_PASSAGE TO READ_
Instead you say the probability is the same, but since the payout is better on the 27, it will come out ahead no matter what? is that me understanding it right?

Because in any of those examples I never care about the average result. I never care if he dies with money in his pocket or not. The only result of interest is death or not death

Scenario 1. You throw 6 11's, a 10 and three 8's. All near-average individual rolls, totaling 100 and averaging to exactly the middle 10.0.
Scenario 2. You throw 4 20's, 2 6s and 4 2s's. Now, you threw multiple heroic values, but those were subsequently canceled by other low values, totaling 100 and despite the heroic initial rolls, ending with the same average 10.0.

Scenario 1. None of the throws give a bonus. Internal average 10.0, No Bonus.
Scenario 2. The first four beacons give bonuses, you're up 320 SK, average bonus 80 per becaon with 100% success rate from a 10% likely beacon. The other 6 beacons give no bonus, and you're at the same internal average of 10.0 as Scenario 1. However, you're still up 320 SK, average bonus 32 SK per beacon with a success rate of 40% from a 10% likely beacon.
See all of these above scenarios have exactly the same outcome: death, I have not the least interest which one of them is "better" than the other. Since our wiz cannot be a little less dead.
Yes we are forced and we are certainly desperate! That is the absolute only reason why we would even consider using such a stupid idea, we are fully aware the idea is bad in every way possible. Except for that tiny idea of course that we might just get lucky with one single shot. Oh shot: how about we get to live if we shoot the ball in the basket from across the whole field once or from across half the field twice? which one should we pick given we can throw really hard (at least long enough to cover the whole field), but have no aim whatsoever? But I assume it doesn´t work like that in elvenar... i digreess...

As I see it you have this inside view into the beacons as your base of thought, and I have a bit of trouble getting into that, I believe I can follow more or less what you are trying to say there, but I may miss the point.
Anyway would I be wrong to simplify the whole beacon thing into a system where I only look at the outcome: Failure and Success? The only difference to a coin toss would be that the probability for one side is higher than the other, something like a loaded coin? And I have two differently loaded coins (with specs according to our beacons: same price,chance and payout).

_JOBS_
1. According to the beacon discussion, what is the only result the writer cares about?
2. Explain why, in the beacon discussion, the writer has no interest in which of the scenarios is "better."
3. Carry the beacon discussion forward from its last sentence.
The material that comes after this discussion was taken from a different source.

_INFORMATION SHOWN_
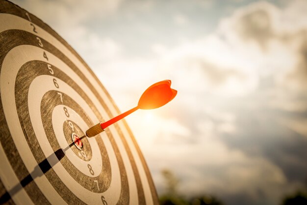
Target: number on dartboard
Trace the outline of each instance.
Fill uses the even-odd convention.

_EXERCISE ANSWERS_
1. The only result of interest is death or not death.

2. All of the scenarios end in the same outcome: death. The writer points out that the wiz cannot be a little less dead.

3.
 

CrazyWizard

Shaman
My four bulleted descriptions of games goals were for the dice game, because the answer will be different depending on what the goals are in the dice game.


As I keep explaining to you, it doesn't matter what your goals were in the the Elvenar beacon game. The answer is always the same.
  • If you want the best chance to get 200 staffs, 27 beats 89.
  • If you want the best chance to get 400 staffs, 27 beats 89.
  • If you want the best chance to get 2,000,000 staffs, 27 beats 89.
  • If you want the best chance to get in the top 10%, 27 beats 89.
  • If you want the best chance to get in the top 1%, 27 beats 89.
  • If you want the best chance to get in the top 0.001%, 27 beats 89.
  • If you want the best chance to beat a player who spent $10 on extra SK, 27 beats 89.
  • If you want the best chance to beat a player who spent $1000 on extra SK, 27 beat 89.
  • If you want the best chance to beat a player who spent $1,000,000 on extra SK, 27 beats 89.
  • If you want the best chance to get the highest score, 27 beats 89.
What I'm trying to say is, 27 beat 89 every time, all the time, for equal input and equal luck.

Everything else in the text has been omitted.